They also presented a foresight exercise to define new challenge in the domain of occupational safety and health. Among the key points, the impact of information and communication technologies, modes of organization and prescription of work, employment status: self-employed workers and social protection, work collectives to build prevention, multiplication of interfaces, as risk areas.

  • Pascal Lokiec (Paris 1,  Pantheon-Sorbonne University) discussed four future challenges for labour legislation :
    • Autonomy and control. The labour law is built around the concept of subordination relationship. This was a straightforward concept in the past when most of the jobs were in factories. Now there are more and more “autonomous jobs” where workers are highly skilled or are working remotely. One of the challenge for lawmakers is to evolve this concept of subordination to the concept of control of the work. Nevertheless, the traditional subordination relationship will last for many workers.
    • Which workers to protect? The question of independent workers is still at stake. For instance, what is the perimeter to be considered ? Indeed the definition of independent worker varies between countries. In France the choice has been made to concentrate on mobility workers  (deliverers, chauffeur driven cars)

## YOUR INSTRUCTIONS
Extend the passage on future challenges for labor law, picking up from where it stops.

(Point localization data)
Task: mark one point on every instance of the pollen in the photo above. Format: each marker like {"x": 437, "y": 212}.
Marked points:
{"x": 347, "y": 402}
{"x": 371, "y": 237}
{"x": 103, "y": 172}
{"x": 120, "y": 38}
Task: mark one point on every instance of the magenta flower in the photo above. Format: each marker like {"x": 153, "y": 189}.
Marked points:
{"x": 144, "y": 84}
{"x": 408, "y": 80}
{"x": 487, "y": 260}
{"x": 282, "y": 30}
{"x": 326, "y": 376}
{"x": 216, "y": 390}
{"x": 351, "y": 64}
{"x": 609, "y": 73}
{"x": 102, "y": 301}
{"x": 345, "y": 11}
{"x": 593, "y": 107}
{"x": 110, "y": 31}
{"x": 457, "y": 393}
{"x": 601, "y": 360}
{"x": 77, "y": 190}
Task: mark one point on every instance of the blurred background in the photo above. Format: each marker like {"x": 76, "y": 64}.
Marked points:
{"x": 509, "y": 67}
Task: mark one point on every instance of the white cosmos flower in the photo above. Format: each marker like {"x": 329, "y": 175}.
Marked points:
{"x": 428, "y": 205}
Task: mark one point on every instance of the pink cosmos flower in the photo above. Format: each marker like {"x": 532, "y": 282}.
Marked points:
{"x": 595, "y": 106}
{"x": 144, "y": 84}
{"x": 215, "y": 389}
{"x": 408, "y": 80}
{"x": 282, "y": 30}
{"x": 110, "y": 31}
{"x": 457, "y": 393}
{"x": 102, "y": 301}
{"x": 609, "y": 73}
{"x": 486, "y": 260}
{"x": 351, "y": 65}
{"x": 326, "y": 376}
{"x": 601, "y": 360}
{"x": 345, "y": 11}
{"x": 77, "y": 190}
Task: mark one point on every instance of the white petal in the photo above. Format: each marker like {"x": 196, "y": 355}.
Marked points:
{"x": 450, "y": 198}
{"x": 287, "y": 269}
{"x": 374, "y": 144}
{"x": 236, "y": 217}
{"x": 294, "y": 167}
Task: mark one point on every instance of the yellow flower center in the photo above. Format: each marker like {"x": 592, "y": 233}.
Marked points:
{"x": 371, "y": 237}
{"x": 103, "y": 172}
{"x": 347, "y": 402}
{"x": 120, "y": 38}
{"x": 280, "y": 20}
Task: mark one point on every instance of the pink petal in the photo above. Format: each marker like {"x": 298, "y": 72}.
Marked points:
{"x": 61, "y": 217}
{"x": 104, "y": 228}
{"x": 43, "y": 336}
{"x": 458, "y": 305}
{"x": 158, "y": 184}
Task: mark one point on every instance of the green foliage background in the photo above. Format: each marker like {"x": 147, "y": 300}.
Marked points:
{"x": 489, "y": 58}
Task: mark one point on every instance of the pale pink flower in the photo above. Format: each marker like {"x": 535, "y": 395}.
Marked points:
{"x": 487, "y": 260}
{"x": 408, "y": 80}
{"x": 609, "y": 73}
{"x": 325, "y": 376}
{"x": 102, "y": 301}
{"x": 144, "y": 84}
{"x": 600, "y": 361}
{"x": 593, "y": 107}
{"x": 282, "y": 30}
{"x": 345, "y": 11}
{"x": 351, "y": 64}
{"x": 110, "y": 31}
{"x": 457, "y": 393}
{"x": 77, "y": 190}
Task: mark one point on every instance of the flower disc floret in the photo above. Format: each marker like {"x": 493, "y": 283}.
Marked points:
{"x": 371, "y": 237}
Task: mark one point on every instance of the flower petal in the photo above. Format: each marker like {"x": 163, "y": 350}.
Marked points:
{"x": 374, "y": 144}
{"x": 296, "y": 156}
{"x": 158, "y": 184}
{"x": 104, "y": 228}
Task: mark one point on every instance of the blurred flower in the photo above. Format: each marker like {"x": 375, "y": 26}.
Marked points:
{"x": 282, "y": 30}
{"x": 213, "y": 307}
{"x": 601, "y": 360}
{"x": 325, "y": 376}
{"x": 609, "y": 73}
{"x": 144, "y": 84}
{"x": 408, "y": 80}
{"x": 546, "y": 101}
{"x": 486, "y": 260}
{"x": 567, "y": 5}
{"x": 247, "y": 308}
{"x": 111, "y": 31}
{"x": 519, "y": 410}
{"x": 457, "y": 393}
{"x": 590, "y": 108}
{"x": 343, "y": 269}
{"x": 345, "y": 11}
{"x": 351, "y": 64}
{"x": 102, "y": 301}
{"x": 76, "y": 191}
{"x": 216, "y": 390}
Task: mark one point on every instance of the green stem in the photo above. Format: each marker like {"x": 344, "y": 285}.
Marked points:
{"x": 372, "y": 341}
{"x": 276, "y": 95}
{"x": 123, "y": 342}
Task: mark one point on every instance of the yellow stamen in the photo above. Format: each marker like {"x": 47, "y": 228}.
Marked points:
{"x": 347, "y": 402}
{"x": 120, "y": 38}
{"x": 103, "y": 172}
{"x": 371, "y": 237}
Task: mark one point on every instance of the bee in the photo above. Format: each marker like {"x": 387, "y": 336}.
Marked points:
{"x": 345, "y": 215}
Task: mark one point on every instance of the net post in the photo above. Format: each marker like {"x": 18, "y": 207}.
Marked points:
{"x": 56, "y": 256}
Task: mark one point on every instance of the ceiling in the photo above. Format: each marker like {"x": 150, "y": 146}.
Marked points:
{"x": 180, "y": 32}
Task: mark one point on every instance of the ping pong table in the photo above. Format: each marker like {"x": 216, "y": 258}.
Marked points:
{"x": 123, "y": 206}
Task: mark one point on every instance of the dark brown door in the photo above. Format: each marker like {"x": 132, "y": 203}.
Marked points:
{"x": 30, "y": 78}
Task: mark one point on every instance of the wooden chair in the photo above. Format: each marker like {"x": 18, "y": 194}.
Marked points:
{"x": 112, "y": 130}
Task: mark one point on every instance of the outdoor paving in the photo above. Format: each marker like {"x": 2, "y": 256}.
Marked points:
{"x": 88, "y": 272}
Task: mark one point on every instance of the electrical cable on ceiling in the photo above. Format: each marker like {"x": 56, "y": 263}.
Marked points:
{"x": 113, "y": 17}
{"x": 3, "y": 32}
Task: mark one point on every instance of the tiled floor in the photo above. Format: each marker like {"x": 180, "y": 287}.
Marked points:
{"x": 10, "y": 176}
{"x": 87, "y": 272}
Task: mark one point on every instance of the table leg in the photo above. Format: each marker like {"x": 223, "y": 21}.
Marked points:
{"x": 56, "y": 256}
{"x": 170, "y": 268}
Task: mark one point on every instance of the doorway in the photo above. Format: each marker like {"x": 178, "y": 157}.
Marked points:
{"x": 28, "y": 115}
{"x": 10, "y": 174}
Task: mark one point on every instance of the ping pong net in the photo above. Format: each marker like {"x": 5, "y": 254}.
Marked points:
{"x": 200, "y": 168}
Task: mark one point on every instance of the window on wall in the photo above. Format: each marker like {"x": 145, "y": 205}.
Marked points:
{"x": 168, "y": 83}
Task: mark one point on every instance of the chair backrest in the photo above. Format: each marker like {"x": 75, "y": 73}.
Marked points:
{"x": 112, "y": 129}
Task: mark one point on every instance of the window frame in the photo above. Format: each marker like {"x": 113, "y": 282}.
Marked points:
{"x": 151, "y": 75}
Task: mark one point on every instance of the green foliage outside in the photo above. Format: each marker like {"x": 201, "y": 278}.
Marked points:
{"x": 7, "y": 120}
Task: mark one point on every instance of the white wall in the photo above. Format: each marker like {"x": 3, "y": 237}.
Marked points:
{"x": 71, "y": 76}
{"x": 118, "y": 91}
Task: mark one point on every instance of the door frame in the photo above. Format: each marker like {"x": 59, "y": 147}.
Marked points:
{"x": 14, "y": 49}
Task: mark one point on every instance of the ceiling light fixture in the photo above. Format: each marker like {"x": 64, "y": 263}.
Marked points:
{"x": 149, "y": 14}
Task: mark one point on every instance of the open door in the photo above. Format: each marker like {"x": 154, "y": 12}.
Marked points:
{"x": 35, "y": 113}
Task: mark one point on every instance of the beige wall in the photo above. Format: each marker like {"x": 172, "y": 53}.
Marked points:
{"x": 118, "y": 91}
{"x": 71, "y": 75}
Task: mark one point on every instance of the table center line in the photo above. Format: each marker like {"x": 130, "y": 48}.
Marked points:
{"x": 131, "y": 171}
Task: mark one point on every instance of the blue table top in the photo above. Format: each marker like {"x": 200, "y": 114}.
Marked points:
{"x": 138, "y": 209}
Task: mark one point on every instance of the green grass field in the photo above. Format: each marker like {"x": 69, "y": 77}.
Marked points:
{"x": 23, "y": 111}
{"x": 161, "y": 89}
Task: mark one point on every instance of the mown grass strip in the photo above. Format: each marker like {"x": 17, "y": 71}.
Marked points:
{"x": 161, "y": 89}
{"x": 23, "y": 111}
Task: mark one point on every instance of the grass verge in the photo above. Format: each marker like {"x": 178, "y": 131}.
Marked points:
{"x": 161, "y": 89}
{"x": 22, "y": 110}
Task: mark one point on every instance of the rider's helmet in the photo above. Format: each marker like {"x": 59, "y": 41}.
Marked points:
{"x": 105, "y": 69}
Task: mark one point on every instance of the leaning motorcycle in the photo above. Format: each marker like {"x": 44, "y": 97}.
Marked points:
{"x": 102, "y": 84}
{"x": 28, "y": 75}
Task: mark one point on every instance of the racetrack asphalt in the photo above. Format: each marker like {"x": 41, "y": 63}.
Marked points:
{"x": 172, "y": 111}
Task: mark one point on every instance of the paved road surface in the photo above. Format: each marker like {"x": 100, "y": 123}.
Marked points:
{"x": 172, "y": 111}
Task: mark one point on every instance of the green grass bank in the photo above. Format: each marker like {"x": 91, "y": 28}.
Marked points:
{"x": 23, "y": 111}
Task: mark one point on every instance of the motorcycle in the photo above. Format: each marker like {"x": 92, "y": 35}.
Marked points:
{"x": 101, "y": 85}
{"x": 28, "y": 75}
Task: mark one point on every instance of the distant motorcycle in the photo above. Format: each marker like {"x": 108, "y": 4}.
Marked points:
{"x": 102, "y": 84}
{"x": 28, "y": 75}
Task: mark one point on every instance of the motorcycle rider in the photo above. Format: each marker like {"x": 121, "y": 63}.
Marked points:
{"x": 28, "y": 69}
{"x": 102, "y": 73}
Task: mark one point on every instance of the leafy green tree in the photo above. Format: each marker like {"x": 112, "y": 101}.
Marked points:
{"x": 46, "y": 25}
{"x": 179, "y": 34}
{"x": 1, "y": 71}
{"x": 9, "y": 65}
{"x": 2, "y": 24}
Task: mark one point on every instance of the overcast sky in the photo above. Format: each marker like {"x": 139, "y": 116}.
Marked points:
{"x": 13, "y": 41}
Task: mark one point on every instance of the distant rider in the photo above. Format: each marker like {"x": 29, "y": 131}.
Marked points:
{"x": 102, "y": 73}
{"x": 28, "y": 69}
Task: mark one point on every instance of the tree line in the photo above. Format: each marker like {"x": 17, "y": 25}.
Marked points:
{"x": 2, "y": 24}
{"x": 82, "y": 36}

## TASK ANSWER
    • Health and employer’s accountability. The pandemics raised new questions :
      • COVID 19 and accountability. The employer is not responsible of the pandemic but must comply to the rules enacted by the government to combat contagion
      • The employer is also accountable of the health and safety of his employees even when they are at home. In practice, this rule is not easy to implement in the case of telework.
    • Evolution of laws. There is a trend to evolve from labour law to more “local norms”. In France, the pandemic gave a good example. The employer’s obligations where described in sanitary protocols and FAQ in the minister site which are not equivalent to laws.